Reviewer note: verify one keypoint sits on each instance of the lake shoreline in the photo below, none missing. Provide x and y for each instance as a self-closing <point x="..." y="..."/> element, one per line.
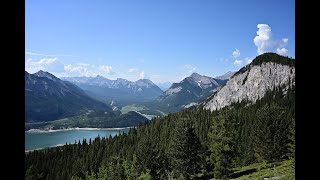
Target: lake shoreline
<point x="69" y="129"/>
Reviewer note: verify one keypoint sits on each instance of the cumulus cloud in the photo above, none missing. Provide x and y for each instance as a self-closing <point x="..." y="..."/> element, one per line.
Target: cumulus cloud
<point x="77" y="70"/>
<point x="266" y="43"/>
<point x="236" y="53"/>
<point x="52" y="55"/>
<point x="142" y="75"/>
<point x="282" y="51"/>
<point x="46" y="64"/>
<point x="132" y="70"/>
<point x="105" y="68"/>
<point x="190" y="68"/>
<point x="248" y="60"/>
<point x="238" y="62"/>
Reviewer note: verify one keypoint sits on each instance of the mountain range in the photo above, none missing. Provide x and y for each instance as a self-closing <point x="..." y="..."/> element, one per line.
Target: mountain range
<point x="190" y="91"/>
<point x="266" y="72"/>
<point x="48" y="98"/>
<point x="118" y="92"/>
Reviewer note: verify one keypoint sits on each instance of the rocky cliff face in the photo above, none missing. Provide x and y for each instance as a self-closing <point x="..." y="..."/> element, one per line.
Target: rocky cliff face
<point x="252" y="84"/>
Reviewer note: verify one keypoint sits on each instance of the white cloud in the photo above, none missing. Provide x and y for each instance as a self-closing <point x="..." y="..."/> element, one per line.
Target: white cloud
<point x="265" y="42"/>
<point x="84" y="64"/>
<point x="132" y="70"/>
<point x="46" y="64"/>
<point x="77" y="70"/>
<point x="238" y="62"/>
<point x="142" y="75"/>
<point x="105" y="68"/>
<point x="248" y="60"/>
<point x="53" y="55"/>
<point x="236" y="53"/>
<point x="190" y="68"/>
<point x="282" y="51"/>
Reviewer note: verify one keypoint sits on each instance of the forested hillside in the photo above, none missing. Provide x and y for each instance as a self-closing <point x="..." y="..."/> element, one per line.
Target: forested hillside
<point x="191" y="144"/>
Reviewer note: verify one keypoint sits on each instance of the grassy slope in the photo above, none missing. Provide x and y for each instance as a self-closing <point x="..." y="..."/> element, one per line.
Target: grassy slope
<point x="282" y="170"/>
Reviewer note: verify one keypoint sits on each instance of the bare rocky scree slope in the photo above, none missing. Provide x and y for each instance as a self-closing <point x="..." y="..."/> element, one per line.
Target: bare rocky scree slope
<point x="252" y="84"/>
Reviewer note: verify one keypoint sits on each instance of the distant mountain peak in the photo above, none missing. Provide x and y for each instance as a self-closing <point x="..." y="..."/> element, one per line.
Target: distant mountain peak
<point x="46" y="74"/>
<point x="227" y="75"/>
<point x="195" y="75"/>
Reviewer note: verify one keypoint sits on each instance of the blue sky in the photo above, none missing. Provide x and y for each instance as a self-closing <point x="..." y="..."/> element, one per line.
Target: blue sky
<point x="162" y="40"/>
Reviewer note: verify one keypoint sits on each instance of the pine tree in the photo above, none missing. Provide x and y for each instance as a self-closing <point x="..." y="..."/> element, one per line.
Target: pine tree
<point x="185" y="151"/>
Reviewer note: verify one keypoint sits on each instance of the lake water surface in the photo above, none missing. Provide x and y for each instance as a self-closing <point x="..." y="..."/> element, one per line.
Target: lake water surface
<point x="38" y="139"/>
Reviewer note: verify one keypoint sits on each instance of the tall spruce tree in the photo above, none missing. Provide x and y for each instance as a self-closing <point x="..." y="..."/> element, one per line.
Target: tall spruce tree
<point x="185" y="151"/>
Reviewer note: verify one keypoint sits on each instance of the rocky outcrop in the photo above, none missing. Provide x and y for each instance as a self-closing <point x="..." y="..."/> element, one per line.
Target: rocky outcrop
<point x="252" y="84"/>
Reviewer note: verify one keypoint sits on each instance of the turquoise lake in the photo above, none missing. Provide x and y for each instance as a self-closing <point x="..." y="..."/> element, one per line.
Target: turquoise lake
<point x="43" y="139"/>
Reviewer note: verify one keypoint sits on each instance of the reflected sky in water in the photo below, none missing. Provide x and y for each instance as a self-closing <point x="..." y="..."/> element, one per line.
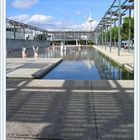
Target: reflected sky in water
<point x="85" y="64"/>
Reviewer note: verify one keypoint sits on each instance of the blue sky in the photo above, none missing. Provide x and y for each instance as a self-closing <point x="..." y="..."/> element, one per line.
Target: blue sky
<point x="57" y="14"/>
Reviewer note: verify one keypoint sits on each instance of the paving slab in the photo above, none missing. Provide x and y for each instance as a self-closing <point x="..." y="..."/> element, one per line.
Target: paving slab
<point x="30" y="67"/>
<point x="126" y="59"/>
<point x="69" y="110"/>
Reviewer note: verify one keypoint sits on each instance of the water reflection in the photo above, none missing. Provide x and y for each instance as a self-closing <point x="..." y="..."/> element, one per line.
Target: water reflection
<point x="84" y="64"/>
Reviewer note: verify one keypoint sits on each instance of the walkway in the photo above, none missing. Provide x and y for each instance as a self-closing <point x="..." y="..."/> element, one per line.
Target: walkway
<point x="126" y="59"/>
<point x="69" y="110"/>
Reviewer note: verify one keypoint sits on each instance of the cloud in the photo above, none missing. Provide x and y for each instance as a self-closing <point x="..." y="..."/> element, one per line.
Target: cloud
<point x="21" y="18"/>
<point x="40" y="19"/>
<point x="34" y="19"/>
<point x="77" y="13"/>
<point x="51" y="23"/>
<point x="23" y="4"/>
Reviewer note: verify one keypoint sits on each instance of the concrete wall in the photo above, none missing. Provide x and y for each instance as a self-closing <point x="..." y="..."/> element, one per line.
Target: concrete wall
<point x="14" y="46"/>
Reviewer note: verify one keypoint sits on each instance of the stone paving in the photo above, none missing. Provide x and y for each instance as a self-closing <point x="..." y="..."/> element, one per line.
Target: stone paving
<point x="30" y="67"/>
<point x="70" y="110"/>
<point x="126" y="59"/>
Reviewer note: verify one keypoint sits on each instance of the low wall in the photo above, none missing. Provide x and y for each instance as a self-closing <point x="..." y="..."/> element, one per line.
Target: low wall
<point x="14" y="46"/>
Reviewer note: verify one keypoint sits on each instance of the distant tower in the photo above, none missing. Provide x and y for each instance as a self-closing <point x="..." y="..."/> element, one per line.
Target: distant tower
<point x="90" y="20"/>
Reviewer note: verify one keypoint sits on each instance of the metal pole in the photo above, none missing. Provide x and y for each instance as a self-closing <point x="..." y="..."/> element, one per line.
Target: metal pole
<point x="114" y="36"/>
<point x="129" y="37"/>
<point x="107" y="36"/>
<point x="105" y="33"/>
<point x="14" y="32"/>
<point x="111" y="31"/>
<point x="119" y="28"/>
<point x="102" y="35"/>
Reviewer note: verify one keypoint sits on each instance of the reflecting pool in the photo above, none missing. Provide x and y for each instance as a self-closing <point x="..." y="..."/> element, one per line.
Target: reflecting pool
<point x="85" y="64"/>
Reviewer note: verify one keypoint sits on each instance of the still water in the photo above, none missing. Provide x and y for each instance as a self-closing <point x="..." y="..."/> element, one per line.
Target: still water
<point x="85" y="64"/>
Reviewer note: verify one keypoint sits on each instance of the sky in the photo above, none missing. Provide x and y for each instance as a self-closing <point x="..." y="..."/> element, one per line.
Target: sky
<point x="58" y="14"/>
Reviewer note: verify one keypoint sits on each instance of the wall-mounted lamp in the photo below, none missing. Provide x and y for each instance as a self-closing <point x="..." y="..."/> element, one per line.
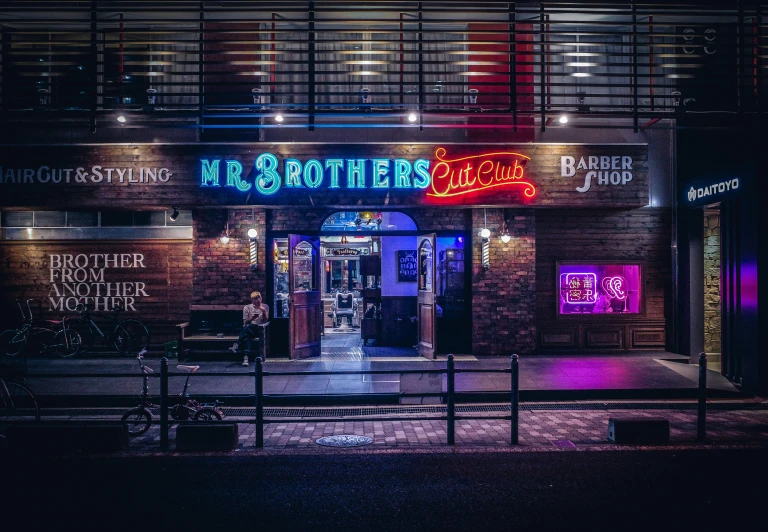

▶ **INSTRUCTIONS FOR THE TASK**
Copy the data character for character, but drop all pictures from the copy.

▶ **ANSWER SECTION**
Reviewer note: verify one keypoint sits on each instance of the lake shoreline in the photo below, none missing. Provide x and y for each instance as a self-closing <point x="..." y="..."/> element, one per line.
Target: lake shoreline
<point x="69" y="129"/>
Reviewer note: verify one keypoint sits on each instance of the cumulus cloud in the photo above, none missing. Provide x and y for each instance as a self-closing <point x="..." y="..."/> element, one per line.
Target: cumulus cloud
<point x="77" y="70"/>
<point x="266" y="43"/>
<point x="236" y="53"/>
<point x="52" y="55"/>
<point x="142" y="75"/>
<point x="282" y="51"/>
<point x="46" y="64"/>
<point x="132" y="70"/>
<point x="105" y="68"/>
<point x="190" y="68"/>
<point x="248" y="60"/>
<point x="238" y="62"/>
Reviewer note: verify one keypoint sits on each instance of the mountain range in the photo above, none missing. Provide x and y for each instance as a self-closing <point x="..." y="..."/> element, one per line.
Target: mountain range
<point x="190" y="91"/>
<point x="266" y="72"/>
<point x="48" y="98"/>
<point x="118" y="92"/>
Reviewer note: verify one keypoint sits on each instance of the rocky cliff face in the photo above, none missing. Provide x and y for each instance as a self-closing <point x="..." y="..."/> element, one per line.
Target: rocky cliff face
<point x="252" y="84"/>
Reviewer note: verify one keypoint sits on each instance of the white cloud in the photo above, none missing. Provide x and y for each instance as a self-closing <point x="..." y="..."/> element, one per line.
Target: white cloud
<point x="265" y="42"/>
<point x="84" y="64"/>
<point x="132" y="70"/>
<point x="46" y="64"/>
<point x="77" y="70"/>
<point x="238" y="62"/>
<point x="142" y="75"/>
<point x="105" y="68"/>
<point x="248" y="60"/>
<point x="53" y="55"/>
<point x="236" y="53"/>
<point x="190" y="68"/>
<point x="282" y="51"/>
Reviewer note: verify one keypoint sits on each instance of the forested hillside in the photo above, none missing. Provide x and y for each instance as a self-closing <point x="..." y="..."/> element, one per line.
Target: forested hillside
<point x="191" y="144"/>
Reviewer note: verify one keypoint sits on each instance of the grassy slope in the photo above, none missing. Provide x and y for each instance as a self-closing <point x="..." y="..."/> element, one per line.
Target: grassy slope
<point x="282" y="170"/>
Reviewer note: verify one keypoint sits on each instance of the bare rocky scree slope in the photo above, none missing. Provide x and y for each instance as a self-closing <point x="..." y="..."/> element, one per line.
Target: bare rocky scree slope
<point x="252" y="84"/>
Reviewer note: verify one keypoint sits on each instance of the distant mountain peak in the photo above, none missing. Provide x and y for each instance as a self-closing <point x="..." y="..."/> element, one per line.
Target: distant mountain peak
<point x="46" y="74"/>
<point x="227" y="75"/>
<point x="195" y="75"/>
Reviewer note: verify one keypoint sits on each instance of the blue sky in the photo above, none missing. Provide x and y for each instance as a self-closing <point x="..." y="..."/> element, one per line.
Target: blue sky
<point x="162" y="40"/>
Reviewer note: verify one keypoint sits on each instance of the pine tree in the photo above, none missing. Provide x and y for each instance as a self-closing <point x="..." y="..."/> element, one per line.
Target: pine tree
<point x="185" y="151"/>
Reviewer note: verify one keypoint sits on each instance of the lake water surface in the photo above, none missing. Provide x and y for each instance as a self-closing <point x="..." y="..."/> element, one per line.
Target: lake water surface
<point x="38" y="139"/>
Reviewer note: verify one keypoint sits on each instance of the tall spruce tree in the photo above, none missing. Provide x and y for each instance as a self-closing <point x="..." y="..."/> element, one per line.
Target: tall spruce tree
<point x="185" y="151"/>
Reviewer note: verify one keypoint sits on each instance of the rocky outcrop in the photo above, none missing. Provide x and y for each instance as a self-closing <point x="..." y="..."/> element, one per line.
Target: rocky outcrop
<point x="252" y="84"/>
Reviewer note: verify one keypoint sits on each instance of the turquoise lake in the photo above, none missing. Provide x and y for each instance as a self-closing <point x="..." y="..."/> element, one per line.
Target: turquoise lake
<point x="43" y="139"/>
Reviewer note: verify one keypoint sits on each instance of the reflected sky in water in the photo below, none missing. Provide x and y for each instance as a self-closing <point x="..." y="..."/> element, one per line.
Target: reflected sky in water
<point x="85" y="64"/>
Reviewer note: verify one keypoint sits on each instance of the blue sky in the photo above, none missing. Provide x and y for each instance as a self-closing <point x="..." y="..."/> element, one per line.
Target: blue sky
<point x="57" y="14"/>
Reviewer note: verify one keypoint sits on each instance of the paving slab in the photo above, none missing. Provide x and y for each instance as a self-closing <point x="..." y="..."/> element, one per line.
Target: paving slab
<point x="30" y="67"/>
<point x="126" y="59"/>
<point x="69" y="110"/>
Reviewer note: verify one keypoint sits on each instance of the water reflection in the photo above, none missing. Provide x and y for each instance as a self-closing <point x="..." y="..."/> element, one per line.
Target: water reflection
<point x="84" y="64"/>
Reviewer note: verify one keypoint sits on each instance of the walkway in the photo above, none missing. Provide x and y for each instance as a self-closing <point x="..." y="..."/> element, one per line.
Target: walkway
<point x="126" y="59"/>
<point x="69" y="110"/>
Reviewer note: verify one keypoint sits on each instance of the cloud in the photo above, none missing. Provide x and y for each instance as a self-closing <point x="..." y="..."/> element, one per line.
Target: cloud
<point x="21" y="18"/>
<point x="40" y="19"/>
<point x="34" y="19"/>
<point x="77" y="13"/>
<point x="51" y="23"/>
<point x="23" y="4"/>
Reviewer note: verify one keypoint sits on each instance of the concrete wall in the photo above, none missing. Provide x and y for each instance as a self-closing <point x="..." y="..."/> element, one per line.
Target: concrete wall
<point x="14" y="46"/>
Reviewer note: verify one keypoint sits on each instance of the stone paving in the photo above, none missing. Provide x and y for each instance as a self-closing <point x="..." y="..."/> element, one per line.
Target: stone paving
<point x="30" y="67"/>
<point x="70" y="110"/>
<point x="126" y="59"/>
Reviewer note: verify one keypoint sits on each instance of the low wall in the photo above, none missing. Provide x and y for each instance as a self-closing <point x="..." y="..."/> element, one per line.
Target: low wall
<point x="14" y="46"/>
Reviewer note: verify one keypoint sits on each instance of the distant tower in the photo above, none missing. Provide x and y for each instance as a self-closing <point x="..." y="..."/> element, one per line.
Target: distant tower
<point x="90" y="20"/>
Reviewer note: verify one keypoint sits on each instance of the metal pole in the photo above, none missing. Provide x and y for each instance as a self-closing <point x="..." y="..."/> element, one per line.
Target: metal pole
<point x="114" y="36"/>
<point x="129" y="37"/>
<point x="107" y="36"/>
<point x="105" y="33"/>
<point x="14" y="32"/>
<point x="111" y="31"/>
<point x="119" y="28"/>
<point x="102" y="35"/>
Reviewer note: verify one keypoint sits on each instance of the reflecting pool in the photo above, none missing. Provide x and y for each instance as a self-closing <point x="..." y="..."/> element, one per line.
Target: reflecting pool
<point x="85" y="64"/>
Reviewer note: verify one keypoint sits on each instance of the still water in the photo above, none missing. Provide x and y for each instance as a self-closing <point x="..." y="..."/> element, one per line.
Target: still water
<point x="85" y="64"/>
Reviewer note: verify one keypoint sits on each instance of the sky in the photo above, none missing. Provide x and y for each instance as a self-closing <point x="..." y="..."/> element, one per line.
Target: sky
<point x="58" y="14"/>
Reviewer note: verify one keypoint sits on each instance of the wall-mounted lamp in the photo below, none missing. Provide x and y for each instance as a self-closing <point x="..." y="..."/> element, one per line.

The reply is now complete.